-------- DATA IN THIS EXERCISE --------
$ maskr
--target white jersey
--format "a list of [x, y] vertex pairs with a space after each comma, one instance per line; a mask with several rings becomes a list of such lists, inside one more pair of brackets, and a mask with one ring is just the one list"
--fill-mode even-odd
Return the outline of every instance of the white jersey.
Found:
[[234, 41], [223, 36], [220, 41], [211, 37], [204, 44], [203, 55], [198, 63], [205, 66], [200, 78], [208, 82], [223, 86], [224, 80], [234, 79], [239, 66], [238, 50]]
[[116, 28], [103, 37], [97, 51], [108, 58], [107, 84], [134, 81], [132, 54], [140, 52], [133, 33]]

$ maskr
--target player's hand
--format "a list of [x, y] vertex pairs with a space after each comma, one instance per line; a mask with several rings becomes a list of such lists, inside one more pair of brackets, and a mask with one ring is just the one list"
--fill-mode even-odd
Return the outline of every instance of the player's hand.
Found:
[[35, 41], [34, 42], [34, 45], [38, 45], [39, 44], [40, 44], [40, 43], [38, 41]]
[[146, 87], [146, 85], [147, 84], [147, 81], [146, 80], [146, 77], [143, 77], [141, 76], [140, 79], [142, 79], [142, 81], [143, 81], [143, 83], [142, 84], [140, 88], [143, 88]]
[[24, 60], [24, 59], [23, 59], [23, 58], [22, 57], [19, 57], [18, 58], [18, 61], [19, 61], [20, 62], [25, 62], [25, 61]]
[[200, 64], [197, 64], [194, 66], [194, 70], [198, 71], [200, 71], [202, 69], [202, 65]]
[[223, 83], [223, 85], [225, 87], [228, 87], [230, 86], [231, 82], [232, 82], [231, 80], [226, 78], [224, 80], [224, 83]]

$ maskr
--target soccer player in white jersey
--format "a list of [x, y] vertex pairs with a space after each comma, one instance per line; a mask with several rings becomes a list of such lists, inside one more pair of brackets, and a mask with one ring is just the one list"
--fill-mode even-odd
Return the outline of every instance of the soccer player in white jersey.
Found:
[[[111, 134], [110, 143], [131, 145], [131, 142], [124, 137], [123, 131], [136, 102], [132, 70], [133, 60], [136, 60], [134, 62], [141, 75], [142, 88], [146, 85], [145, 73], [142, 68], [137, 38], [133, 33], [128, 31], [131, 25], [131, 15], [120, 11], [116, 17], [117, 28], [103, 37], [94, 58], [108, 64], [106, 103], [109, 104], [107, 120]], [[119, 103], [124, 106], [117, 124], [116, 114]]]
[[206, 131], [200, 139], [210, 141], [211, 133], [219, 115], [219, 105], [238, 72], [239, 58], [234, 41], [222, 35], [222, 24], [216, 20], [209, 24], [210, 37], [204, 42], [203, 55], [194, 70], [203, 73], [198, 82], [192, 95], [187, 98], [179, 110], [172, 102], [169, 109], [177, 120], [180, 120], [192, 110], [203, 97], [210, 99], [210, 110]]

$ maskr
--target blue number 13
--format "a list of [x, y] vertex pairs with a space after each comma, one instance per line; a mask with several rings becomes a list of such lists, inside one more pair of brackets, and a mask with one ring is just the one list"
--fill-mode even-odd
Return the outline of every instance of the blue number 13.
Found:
--------
→ **SHORT PROBLEM**: Copy all of these lines again, putting "red jersey" wherever "white jersey" appears and changing nothing else.

→ **EXERCISE RESPONSE**:
$ maskr
--target red jersey
--format "a list of [x, y] vertex pairs with a space after each comma, one instance per line; a mask with several rings becomes a list of such lists, inside one more pair of brackets, and a mask with one ring is just the one list"
--fill-mode even-odd
Return the outline of every instance of the red jersey.
Found:
[[234, 41], [223, 36], [220, 41], [211, 37], [204, 44], [203, 55], [198, 63], [205, 66], [200, 78], [208, 82], [223, 86], [224, 80], [234, 79], [239, 66], [238, 50]]
[[116, 28], [103, 37], [97, 51], [108, 58], [107, 84], [134, 81], [132, 54], [140, 52], [133, 33]]

$ maskr
--target player's hand
--format "a list of [x, y] vertex pairs with a space after each comma, one instance per line; a mask with several rings becomes a list of such lists, inside one more pair of brackets, and a mask with one ring is just the one list"
--fill-mode even-odd
Return the outline of every instance of the player's hand.
Found:
[[35, 41], [34, 42], [34, 45], [38, 45], [39, 44], [40, 44], [40, 43], [38, 41]]
[[146, 87], [146, 85], [147, 84], [147, 81], [146, 80], [146, 77], [143, 77], [141, 76], [140, 79], [142, 79], [142, 81], [143, 81], [143, 83], [142, 84], [140, 88], [143, 88]]
[[24, 60], [24, 59], [23, 59], [23, 58], [22, 57], [19, 57], [18, 58], [18, 61], [19, 61], [20, 62], [25, 62], [25, 61]]
[[200, 64], [197, 64], [194, 66], [194, 70], [198, 71], [200, 71], [202, 69], [202, 65]]
[[223, 83], [223, 85], [225, 87], [228, 87], [230, 86], [231, 82], [232, 82], [231, 80], [226, 78], [224, 80], [224, 83]]

$ maskr
--target soccer player in red jersey
--format "a list of [x, y] vertex pairs with a space after each comma, one instance per line; a mask with several rings becomes a list of such lists, inside one more pair of brackets, and a mask with one ring is just the one list"
--fill-mode even-odd
Return the outline of every instance of the soccer player in red jersey.
Found:
[[[111, 134], [110, 143], [131, 145], [131, 142], [124, 137], [123, 131], [136, 102], [132, 70], [133, 60], [136, 60], [134, 62], [141, 75], [142, 88], [146, 85], [145, 73], [142, 68], [137, 38], [133, 33], [128, 31], [131, 25], [131, 15], [120, 11], [116, 17], [117, 28], [103, 37], [94, 58], [108, 64], [106, 103], [109, 104], [107, 120]], [[119, 103], [124, 106], [117, 124], [116, 114]]]
[[206, 131], [200, 139], [210, 141], [211, 133], [219, 115], [219, 105], [238, 72], [239, 58], [234, 41], [222, 35], [222, 24], [216, 20], [209, 24], [210, 37], [204, 42], [203, 55], [194, 70], [203, 73], [198, 82], [192, 95], [187, 98], [179, 110], [172, 102], [169, 109], [177, 120], [180, 120], [192, 110], [203, 97], [210, 99], [210, 110]]

$ maskr
--target blue number 13
--format "a list of [x, y] vertex pairs with a space after each comma, one instance per line; a mask with several rings becomes a list of such lists, inside one more pair of brackets, and a mask with one ring is just the one list"
--fill-mode even-odd
Return the outline of every instance of the blue number 13.
Found:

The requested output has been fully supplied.